Given data below:

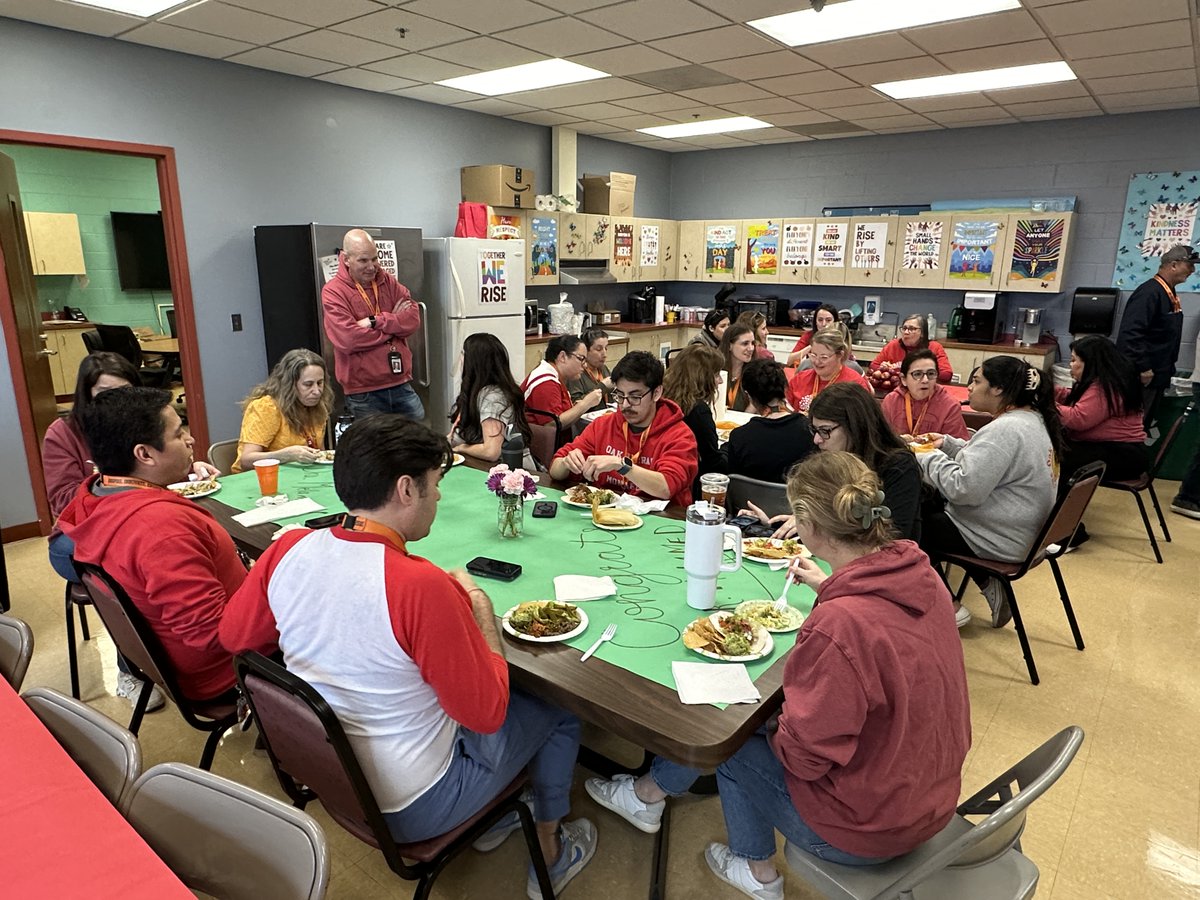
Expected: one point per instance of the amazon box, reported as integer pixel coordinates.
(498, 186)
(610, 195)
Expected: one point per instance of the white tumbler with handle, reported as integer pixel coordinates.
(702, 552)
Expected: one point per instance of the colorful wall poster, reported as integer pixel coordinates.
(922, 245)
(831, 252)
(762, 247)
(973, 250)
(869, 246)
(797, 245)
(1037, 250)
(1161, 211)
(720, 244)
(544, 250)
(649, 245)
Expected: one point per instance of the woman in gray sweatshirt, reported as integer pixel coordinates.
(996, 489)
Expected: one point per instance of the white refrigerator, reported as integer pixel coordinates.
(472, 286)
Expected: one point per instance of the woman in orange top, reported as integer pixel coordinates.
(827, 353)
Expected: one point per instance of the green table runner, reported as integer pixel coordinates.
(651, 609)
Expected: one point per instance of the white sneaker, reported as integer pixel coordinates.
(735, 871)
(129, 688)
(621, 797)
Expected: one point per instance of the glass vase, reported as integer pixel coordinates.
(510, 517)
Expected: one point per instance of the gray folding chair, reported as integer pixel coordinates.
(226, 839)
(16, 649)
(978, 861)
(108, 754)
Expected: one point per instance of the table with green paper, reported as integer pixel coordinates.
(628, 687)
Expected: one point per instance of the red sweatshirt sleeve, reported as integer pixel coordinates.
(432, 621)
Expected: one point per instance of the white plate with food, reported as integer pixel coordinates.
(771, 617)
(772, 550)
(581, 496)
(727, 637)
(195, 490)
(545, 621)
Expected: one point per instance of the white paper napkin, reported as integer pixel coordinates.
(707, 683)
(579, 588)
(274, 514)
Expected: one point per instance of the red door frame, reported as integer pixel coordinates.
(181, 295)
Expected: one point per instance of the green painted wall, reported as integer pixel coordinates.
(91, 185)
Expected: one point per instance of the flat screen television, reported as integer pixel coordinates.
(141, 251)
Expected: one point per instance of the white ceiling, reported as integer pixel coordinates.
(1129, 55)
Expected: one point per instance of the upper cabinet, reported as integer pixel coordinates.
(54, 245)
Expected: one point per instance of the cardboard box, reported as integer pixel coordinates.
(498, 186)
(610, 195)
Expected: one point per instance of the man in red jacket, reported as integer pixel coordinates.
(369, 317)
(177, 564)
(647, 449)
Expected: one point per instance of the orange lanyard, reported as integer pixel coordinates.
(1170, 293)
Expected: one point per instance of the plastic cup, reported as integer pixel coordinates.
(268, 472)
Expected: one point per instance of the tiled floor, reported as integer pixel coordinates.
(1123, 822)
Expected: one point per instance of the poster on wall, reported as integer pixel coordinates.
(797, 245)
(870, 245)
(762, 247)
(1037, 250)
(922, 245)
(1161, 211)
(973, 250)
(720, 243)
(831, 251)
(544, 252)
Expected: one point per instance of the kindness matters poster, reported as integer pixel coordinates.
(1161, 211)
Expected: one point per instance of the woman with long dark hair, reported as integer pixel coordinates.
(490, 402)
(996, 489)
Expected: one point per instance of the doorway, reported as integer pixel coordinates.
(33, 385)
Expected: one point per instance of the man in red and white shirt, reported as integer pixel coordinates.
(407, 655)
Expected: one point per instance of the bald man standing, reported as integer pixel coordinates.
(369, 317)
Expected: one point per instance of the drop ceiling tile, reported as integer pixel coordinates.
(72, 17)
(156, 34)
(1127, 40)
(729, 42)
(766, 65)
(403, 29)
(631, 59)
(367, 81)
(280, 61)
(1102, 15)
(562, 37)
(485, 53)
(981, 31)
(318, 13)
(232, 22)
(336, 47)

End of Given data.

**Task statement**
Write out exactly those lines running from the line with "Expected: one point per instance of the upper" to the end of the data above, the first and last included.

**Result of this task**
Expected: one point per instance of the upper cabinet, reported as integer pixel coordinates.
(54, 245)
Expected: one point per instance of the cardboard box, reported as integer pixel coordinates.
(498, 186)
(610, 195)
Expected: one point per instance of the man in red jacket, reported as integer pixel coordinates.
(369, 317)
(177, 564)
(647, 449)
Expected: one point per instance of the orange lanyard, reported as integer pixel coordinates.
(1170, 293)
Expected: one point per instance of the plastic cup, reported as integer pixel coordinates.
(268, 472)
Expected: one point per instance of the tiled floor, reported as integer pixel coordinates.
(1123, 822)
Expected: one point per instance of the poster on wall, reported as integer pixel coordinates.
(797, 245)
(870, 245)
(762, 247)
(1037, 250)
(922, 245)
(1161, 211)
(973, 250)
(720, 243)
(831, 251)
(544, 252)
Expected: one point per instance of the kindness matters poster, reported as integer pixel coordinates.
(1161, 211)
Expected: one point per instance of the woman with long dark hair, reported as integer pixel coordinates.
(490, 402)
(996, 489)
Expected: one point per instance of the doorway, reported as integer pixel coordinates.
(33, 385)
Expected: one point per instance of the man in red and white shirt, reported as integer pixel coordinates.
(407, 655)
Expected: one point per instance of the bald man standing, reported as integer pixel coordinates.
(369, 317)
Expected: one point per instance of the drop ceiling tile, reported as integer pixel coordinates.
(72, 17)
(156, 34)
(1127, 40)
(729, 42)
(766, 65)
(403, 29)
(631, 59)
(367, 81)
(280, 61)
(1102, 15)
(562, 37)
(485, 53)
(981, 31)
(318, 13)
(232, 22)
(336, 47)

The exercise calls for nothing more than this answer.